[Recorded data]
- Opening Delimiter -

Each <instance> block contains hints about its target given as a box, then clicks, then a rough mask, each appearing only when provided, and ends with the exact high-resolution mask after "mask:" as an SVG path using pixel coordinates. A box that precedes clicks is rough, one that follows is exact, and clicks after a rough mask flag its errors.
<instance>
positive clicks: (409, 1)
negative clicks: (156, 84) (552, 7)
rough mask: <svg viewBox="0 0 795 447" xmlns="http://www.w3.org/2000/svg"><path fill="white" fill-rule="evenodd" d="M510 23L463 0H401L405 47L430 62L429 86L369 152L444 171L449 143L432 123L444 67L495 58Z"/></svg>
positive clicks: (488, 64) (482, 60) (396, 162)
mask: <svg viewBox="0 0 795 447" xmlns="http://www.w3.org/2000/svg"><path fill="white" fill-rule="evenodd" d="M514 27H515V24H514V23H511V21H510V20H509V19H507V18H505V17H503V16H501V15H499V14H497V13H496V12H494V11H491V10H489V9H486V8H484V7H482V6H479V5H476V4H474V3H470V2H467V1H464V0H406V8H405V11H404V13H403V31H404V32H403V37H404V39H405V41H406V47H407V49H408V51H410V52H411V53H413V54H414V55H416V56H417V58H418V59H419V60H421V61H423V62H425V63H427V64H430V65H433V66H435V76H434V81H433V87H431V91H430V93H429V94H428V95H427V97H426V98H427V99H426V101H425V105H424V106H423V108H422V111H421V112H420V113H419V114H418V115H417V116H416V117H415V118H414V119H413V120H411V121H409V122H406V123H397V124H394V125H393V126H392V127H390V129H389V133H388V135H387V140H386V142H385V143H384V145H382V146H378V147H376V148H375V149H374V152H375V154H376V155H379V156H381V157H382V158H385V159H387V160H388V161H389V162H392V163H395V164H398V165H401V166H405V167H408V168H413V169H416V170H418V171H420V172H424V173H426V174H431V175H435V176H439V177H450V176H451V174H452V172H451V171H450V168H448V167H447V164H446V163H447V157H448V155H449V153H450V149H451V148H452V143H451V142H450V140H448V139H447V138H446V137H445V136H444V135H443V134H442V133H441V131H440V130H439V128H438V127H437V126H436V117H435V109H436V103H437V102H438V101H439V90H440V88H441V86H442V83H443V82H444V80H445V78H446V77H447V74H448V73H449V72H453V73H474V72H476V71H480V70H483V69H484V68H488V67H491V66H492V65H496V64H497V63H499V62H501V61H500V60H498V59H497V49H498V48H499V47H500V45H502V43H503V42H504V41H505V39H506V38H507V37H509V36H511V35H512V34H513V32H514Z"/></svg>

- Closing Delimiter -

Problem to work on: Output every line of the records above, reproducing each one character for character.

Task output:
Each <instance> block contains hints about its target given as a box, then clicks, then a rough mask, each appearing only when provided, and ends with the exact high-resolution mask after "mask:" as an SVG path using pixel coordinates. A box that precedes clicks is rough, one that follows is exact, and clicks after a rough mask flag its errors.
<instance>
positive clicks: (409, 1)
negative clicks: (156, 84) (552, 7)
rough mask: <svg viewBox="0 0 795 447" xmlns="http://www.w3.org/2000/svg"><path fill="white" fill-rule="evenodd" d="M510 23L463 0H401L405 47L430 62L429 86L369 152L444 171L449 143L432 123L444 67L495 58Z"/></svg>
positive clicks: (488, 64) (482, 60) (396, 162)
mask: <svg viewBox="0 0 795 447" xmlns="http://www.w3.org/2000/svg"><path fill="white" fill-rule="evenodd" d="M514 27H515V24H514V23H511V21H510V20H509V19H507V18H505V17H503V16H501V15H499V14H497V13H496V12H494V11H491V10H489V9H486V8H484V7H482V6H479V5H476V4H474V3H470V2H467V1H464V0H406V8H405V11H404V13H403V31H404V32H403V37H404V39H405V41H406V47H407V49H408V51H410V52H411V53H413V54H414V55H416V56H417V58H418V59H419V60H421V61H423V62H425V63H427V64H430V65H433V66H435V76H434V81H433V87H431V91H430V93H429V94H428V95H427V97H426V98H427V99H426V101H425V105H424V106H423V108H422V111H421V112H420V113H419V114H418V115H417V116H416V117H415V118H414V119H413V120H411V121H409V122H406V123H397V124H394V125H393V126H392V127H390V129H389V133H388V135H387V140H386V142H385V143H384V145H382V146H378V147H376V148H375V149H374V152H375V154H376V155H379V156H381V157H382V158H385V159H387V160H388V161H389V162H392V163H395V164H398V165H401V166H405V167H408V168H413V169H416V170H418V171H420V172H424V173H426V174H431V175H435V176H439V177H450V176H451V174H452V172H451V171H450V168H448V167H447V164H446V163H447V157H448V155H449V153H450V149H451V148H452V143H451V142H450V140H448V139H447V138H446V137H445V136H444V135H443V134H442V133H441V131H440V130H439V128H438V127H437V126H436V117H435V109H436V103H437V102H438V101H439V90H440V88H441V86H442V83H443V82H444V80H445V78H446V77H447V74H448V73H449V72H453V73H474V72H476V71H480V70H483V69H484V68H488V67H491V66H492V65H496V64H497V63H499V62H501V61H500V60H498V59H497V49H498V48H499V47H500V45H502V43H503V42H504V41H505V39H506V38H507V37H509V36H511V35H512V34H513V32H514Z"/></svg>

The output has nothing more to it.